** TEXT SHOWN **
■ ■ ■ ■ ■

The report shows that almost 56% of young workers asked to perform unsafe work did so and that the remainder raised their safety concerns with a supervisor.  The report gives emphasis to the first of the statistics but the statistics can be read positively as the number of workers raising concerns is considerably higher than one would expect.  It would wonderful if this level of safety awareness was representative of the whole young workforce.  Although the survey is not confined to trade union members as earlier surveys were, the level of safety awareness in the respondents is likely to be higher due to the manner the survey was conducted.

The statistics also do not indicate what the consequences were for those who raised safety concerns.  Two respondents quoted say they were relocated and the issue remained and the other says they were fired (page 8)

Mental Health

Teenage can be a stressful time of transition into adulthood and, in many ways, work is an established path to progressing that maturity.  The move from school to work can be equally disorienting as the daytime rules of one’s life over the last twelve or so years disappear, change or are tweaked.  It is understandable that new work experiences may generate mental health issues and that relationship and family pressures may impinge on the workplace.

However, employers who target young workers are well aware of this transition and should have detailed and strong managerial processes to ensure that the young worker works well in their first job but are also set up for the rest of their working life.  It may feel okay to discuss personal issue with a teacher you have known for over a decade or a parent you have known all your life but how do you talk about personal issues with your boss or manager?  It can be a daunting experience but shouldn’t be.

■ ■ ■ ■ ■

** SET OF TASKS **
1. According to the passage on young workers, what share of young workers who were asked to do unsafe work went ahead and did it?
2. Go on with the passage on young workers from where it stops.
You won't need the material that comes next.

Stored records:
■ ■ ■ ■ ■

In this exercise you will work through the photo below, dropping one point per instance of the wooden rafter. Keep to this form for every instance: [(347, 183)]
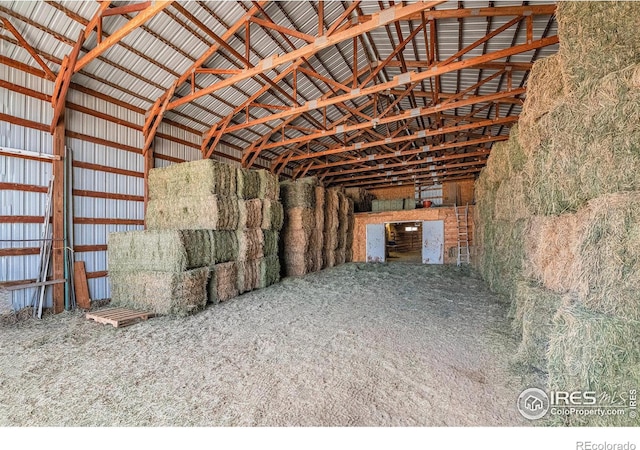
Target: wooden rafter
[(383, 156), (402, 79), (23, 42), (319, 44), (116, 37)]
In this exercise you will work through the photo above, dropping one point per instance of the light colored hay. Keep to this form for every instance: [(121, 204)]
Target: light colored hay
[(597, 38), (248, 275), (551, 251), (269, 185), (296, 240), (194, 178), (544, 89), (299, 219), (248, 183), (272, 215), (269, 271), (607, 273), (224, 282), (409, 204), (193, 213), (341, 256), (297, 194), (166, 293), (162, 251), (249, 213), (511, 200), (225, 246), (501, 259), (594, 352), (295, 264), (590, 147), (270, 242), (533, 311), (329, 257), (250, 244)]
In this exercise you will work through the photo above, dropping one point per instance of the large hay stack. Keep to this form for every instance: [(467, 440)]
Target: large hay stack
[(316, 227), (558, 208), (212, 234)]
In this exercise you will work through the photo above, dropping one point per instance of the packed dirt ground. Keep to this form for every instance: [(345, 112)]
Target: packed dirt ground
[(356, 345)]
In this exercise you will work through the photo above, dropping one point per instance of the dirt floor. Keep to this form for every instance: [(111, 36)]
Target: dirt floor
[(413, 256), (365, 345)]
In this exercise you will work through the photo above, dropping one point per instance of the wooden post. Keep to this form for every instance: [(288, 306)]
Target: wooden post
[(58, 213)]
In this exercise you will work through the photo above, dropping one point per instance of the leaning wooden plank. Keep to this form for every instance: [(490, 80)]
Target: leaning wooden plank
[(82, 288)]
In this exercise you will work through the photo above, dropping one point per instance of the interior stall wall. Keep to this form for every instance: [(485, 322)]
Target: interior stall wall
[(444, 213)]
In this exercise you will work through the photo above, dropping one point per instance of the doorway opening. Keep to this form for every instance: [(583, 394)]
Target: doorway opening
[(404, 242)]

■ ■ ■ ■ ■

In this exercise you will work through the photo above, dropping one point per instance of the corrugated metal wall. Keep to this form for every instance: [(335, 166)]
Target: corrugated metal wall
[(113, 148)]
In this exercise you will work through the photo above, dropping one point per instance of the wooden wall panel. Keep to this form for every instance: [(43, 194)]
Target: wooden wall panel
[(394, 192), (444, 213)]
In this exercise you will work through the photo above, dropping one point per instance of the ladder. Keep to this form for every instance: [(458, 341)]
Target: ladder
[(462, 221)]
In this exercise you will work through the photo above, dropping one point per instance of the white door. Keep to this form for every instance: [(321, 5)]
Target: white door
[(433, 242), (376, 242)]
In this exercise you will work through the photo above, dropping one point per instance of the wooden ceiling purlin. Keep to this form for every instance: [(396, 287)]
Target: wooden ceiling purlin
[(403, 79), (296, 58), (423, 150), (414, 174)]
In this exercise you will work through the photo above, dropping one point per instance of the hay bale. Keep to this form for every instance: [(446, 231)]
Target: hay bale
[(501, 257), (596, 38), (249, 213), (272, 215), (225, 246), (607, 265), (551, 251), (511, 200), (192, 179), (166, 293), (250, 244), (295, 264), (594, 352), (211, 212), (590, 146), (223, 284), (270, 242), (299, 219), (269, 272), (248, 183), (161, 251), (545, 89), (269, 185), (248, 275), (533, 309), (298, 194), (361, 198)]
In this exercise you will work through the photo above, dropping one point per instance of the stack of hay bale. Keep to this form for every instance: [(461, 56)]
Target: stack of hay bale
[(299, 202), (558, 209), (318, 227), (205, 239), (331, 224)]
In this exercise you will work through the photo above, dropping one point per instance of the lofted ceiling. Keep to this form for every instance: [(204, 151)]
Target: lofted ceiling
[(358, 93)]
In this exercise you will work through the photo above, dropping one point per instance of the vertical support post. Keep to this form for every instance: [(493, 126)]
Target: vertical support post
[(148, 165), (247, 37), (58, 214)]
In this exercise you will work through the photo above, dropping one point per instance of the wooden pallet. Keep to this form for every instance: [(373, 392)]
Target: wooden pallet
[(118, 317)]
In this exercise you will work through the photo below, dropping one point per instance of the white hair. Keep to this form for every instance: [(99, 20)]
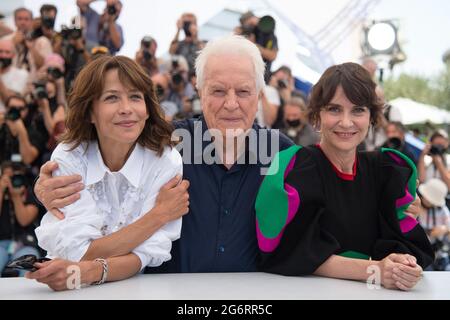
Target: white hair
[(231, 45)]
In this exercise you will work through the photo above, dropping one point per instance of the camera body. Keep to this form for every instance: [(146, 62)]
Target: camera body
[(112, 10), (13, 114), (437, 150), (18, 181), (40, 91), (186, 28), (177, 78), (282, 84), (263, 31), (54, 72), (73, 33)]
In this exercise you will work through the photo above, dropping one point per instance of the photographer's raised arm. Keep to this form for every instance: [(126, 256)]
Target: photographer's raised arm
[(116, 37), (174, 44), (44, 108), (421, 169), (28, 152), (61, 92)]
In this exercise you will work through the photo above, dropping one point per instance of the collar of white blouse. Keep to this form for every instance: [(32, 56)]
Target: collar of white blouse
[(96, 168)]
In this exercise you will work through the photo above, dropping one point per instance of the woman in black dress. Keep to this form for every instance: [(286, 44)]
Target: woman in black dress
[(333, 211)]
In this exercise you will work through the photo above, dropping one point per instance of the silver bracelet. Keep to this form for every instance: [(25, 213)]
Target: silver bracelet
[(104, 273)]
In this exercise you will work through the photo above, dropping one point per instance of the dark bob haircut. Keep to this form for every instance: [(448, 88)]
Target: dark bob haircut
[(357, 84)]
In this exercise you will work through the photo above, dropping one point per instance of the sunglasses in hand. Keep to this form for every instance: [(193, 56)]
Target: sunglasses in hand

■ ■ ■ ■ ■

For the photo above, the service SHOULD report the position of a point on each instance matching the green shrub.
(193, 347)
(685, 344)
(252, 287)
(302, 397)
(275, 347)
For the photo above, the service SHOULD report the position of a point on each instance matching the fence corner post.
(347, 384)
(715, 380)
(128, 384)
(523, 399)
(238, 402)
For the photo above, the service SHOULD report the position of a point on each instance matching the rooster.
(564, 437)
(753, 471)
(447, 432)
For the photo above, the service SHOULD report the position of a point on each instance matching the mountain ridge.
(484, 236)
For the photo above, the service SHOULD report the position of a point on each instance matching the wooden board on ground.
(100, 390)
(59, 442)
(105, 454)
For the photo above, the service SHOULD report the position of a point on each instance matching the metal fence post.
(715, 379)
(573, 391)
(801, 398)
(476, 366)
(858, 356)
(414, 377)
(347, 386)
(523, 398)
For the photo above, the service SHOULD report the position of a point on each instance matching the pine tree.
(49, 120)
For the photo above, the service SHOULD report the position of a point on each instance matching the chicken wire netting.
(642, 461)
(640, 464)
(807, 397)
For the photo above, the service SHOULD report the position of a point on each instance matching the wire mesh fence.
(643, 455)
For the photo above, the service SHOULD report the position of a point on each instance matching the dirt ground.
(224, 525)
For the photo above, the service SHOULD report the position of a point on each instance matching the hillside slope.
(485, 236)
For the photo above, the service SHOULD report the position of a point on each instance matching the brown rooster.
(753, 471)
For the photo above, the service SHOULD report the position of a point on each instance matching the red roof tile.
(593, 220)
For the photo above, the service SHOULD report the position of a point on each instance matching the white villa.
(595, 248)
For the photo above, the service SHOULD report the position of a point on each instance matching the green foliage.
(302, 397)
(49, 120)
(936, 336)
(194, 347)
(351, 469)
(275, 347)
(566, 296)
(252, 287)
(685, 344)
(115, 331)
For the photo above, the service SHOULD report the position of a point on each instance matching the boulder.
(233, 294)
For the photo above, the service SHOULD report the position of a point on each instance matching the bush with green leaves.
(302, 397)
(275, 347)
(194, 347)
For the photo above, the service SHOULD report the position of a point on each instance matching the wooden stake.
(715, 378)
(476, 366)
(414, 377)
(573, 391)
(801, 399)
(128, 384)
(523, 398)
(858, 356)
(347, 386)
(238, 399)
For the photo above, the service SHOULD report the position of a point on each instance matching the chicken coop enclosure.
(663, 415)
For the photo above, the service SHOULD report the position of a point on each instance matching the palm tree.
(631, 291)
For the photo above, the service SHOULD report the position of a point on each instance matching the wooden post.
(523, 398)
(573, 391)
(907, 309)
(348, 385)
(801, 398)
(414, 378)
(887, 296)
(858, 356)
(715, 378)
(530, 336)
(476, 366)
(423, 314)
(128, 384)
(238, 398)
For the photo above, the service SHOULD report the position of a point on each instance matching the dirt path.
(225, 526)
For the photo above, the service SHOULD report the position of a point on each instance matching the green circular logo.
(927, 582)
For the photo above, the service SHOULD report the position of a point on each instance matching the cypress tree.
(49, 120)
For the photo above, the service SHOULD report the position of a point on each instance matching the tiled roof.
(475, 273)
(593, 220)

■ ■ ■ ■ ■

** ANSWERS BY TASK **
1. Almost 56%.

2.
According the Young Workers’ report

“Mental Health issues related to work are not correctly understood and dealt with as workplace health issues for which employers have responsibilities. Starting work is a significant developmental milestone for young people, but if the experience comes with stressors related to mental health its many benefits are undermined. Young people reported self-censoring the injury as they weren’t sure work-related mental health issues were valid workplace health issues, or they felt their employer would not see their issues as valid. Young people also cited precarious work, either through casual or temporary contract employment, as a trigger for stress and anxiety.” (page 3)

Older OHS professionals should take some responsibility for young workers being unsure of whether mental health is a valid workplace issue.  The OHS profession has neglected workplace psychosocial hazards for decades and still remains unsure about how to incorporate them into their safety management systems.  Unless mental health issues manifest themselves in visible ways, they remain largely invisible to employers, showing a fundamental misunderstanding on the psychology of workers.  (This week is Mental Health Week in Australia which is campaigning on the mental health of youth, so there is likely to be some good advice in the press.)

The other issues raised – precarious work, etc – are likely to get some attention through the Labour Hire report that is currently awaiting release from the Victorian Government and the inquiry into WorkSafe Victoria’s enforcement strategies.  Similar inquiries have occurred in other Australian States and will strengthen the calls for better interventions and additional funding.  And, of course, there is the ongoing broad concerns over pay rates and safety conditions in a broad range of Australian workplaces like 7Eleven and others.

Sexual Harassment

The issue of sexual harassment was touched on above but one of the report’s findings addressed this issue specifically.

“Young people, particularly young women, report sexual harassment in the workplace is commonplace, unaddressed and preventable. Young people and particularly young women receive it from all directions – customers, bosses or supervisors and co-workers. Young women reported a normalisation of sexual harassment in the workplace, citing it as an everyday occurrence that was treated by employers as a ‘non-issue’. They also reported being placed in unsafe work situations which resulted in sexual harassment, such as working alone early in the morning or late in the evening.”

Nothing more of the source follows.